Given exercise:
Can you present every line of the records below as a numbered list, skipping any blank lines?

Location annotation dataset excerpts
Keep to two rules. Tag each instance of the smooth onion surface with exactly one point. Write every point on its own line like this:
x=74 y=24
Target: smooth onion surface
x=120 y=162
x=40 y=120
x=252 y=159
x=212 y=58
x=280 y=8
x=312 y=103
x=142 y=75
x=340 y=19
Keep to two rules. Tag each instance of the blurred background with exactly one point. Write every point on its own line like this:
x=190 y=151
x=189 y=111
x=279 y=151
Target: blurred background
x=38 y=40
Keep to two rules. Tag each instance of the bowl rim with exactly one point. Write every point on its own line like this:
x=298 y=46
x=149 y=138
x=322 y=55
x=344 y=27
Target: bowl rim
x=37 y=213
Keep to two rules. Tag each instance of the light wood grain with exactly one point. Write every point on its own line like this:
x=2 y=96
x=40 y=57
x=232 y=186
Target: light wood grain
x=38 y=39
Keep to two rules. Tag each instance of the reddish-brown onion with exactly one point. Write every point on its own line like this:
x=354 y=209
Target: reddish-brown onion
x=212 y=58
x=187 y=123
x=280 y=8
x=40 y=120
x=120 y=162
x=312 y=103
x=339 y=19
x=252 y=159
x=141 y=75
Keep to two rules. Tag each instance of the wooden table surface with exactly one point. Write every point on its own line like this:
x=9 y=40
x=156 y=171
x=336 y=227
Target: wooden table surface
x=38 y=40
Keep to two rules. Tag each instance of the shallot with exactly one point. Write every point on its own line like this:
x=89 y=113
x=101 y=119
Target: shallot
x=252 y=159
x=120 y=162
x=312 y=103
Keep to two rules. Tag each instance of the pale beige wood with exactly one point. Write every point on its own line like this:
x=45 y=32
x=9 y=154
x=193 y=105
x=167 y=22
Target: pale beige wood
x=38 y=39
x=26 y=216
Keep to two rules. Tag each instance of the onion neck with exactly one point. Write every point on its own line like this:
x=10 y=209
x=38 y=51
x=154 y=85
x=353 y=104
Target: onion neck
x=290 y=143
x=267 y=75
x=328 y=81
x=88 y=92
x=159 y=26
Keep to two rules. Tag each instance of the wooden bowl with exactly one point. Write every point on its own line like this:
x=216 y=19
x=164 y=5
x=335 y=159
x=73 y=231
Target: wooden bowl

Result for this task:
1. Keep to two rules. Tag each instance of the smooth onion surface with exactly one point. Write every point on its own line like this:
2. x=74 y=24
3. Target: smooth onion surface
4. x=120 y=162
5. x=40 y=120
6. x=252 y=159
7. x=212 y=58
8. x=280 y=8
9. x=312 y=103
10. x=142 y=75
11. x=340 y=19
12. Keep to two rules. Tag each instance of the blurred background with exactly one point. Write every point on its own line like this:
13. x=190 y=151
14. x=189 y=111
15. x=279 y=151
16. Target: blurred background
17. x=38 y=40
18. Keep to two rules. Tag each instance of the bowl rim with exactly one point. Write every point on its own line like this:
19. x=298 y=46
20. x=149 y=138
21. x=322 y=55
22. x=344 y=27
23. Target: bowl rim
24. x=37 y=213
25. Keep to two rules. Tag each instance of the light wood grain with exactly one point. Write every point on its own line like this:
26. x=2 y=96
27. x=40 y=57
28. x=232 y=186
29. Target: light wood grain
30. x=38 y=39
31. Keep to two rules. Tag each instance of the reddish-brown onion with exactly one point. Write every point on its own line like this:
32. x=354 y=209
33. Target: reddish-brown onion
34. x=212 y=58
35. x=187 y=123
36. x=280 y=8
37. x=40 y=120
38. x=120 y=162
39. x=312 y=103
40. x=339 y=19
41. x=252 y=159
42. x=141 y=75
43. Keep to two rules. Tag each instance of the wooden table surface with exactly one point. Write every point on its own line like this:
44. x=9 y=40
45. x=156 y=171
46. x=336 y=227
47. Target: wooden table surface
48. x=38 y=40
49. Keep to two rules. Tag each instance of the shallot with exactly one point. Write every point on its own line like this:
50. x=89 y=113
51. x=101 y=119
52. Target: shallot
53. x=252 y=159
54. x=120 y=162
55. x=312 y=103
56. Keep to two rules. Tag each instance of the pale beige wood with exactly one point. Write every point on its own line like this:
57. x=45 y=32
58. x=9 y=154
59. x=193 y=105
60. x=167 y=22
61. Target: pale beige wood
62. x=38 y=39
63. x=26 y=216
64. Keep to two rules. Tag each instance of the onion neck with exactly one point. Write every point on its own line like this:
65. x=10 y=209
66. x=38 y=51
67. x=154 y=85
68. x=353 y=104
69. Target: onion neck
70. x=290 y=143
71. x=267 y=75
72. x=328 y=81
73. x=88 y=92
74. x=159 y=26
75. Keep to two rules. Tag each instance of the wooden bowl with exactly one point. Write every point on its own line like this:
76. x=216 y=19
77. x=164 y=5
78. x=335 y=159
79. x=73 y=231
80. Target: wooden bowl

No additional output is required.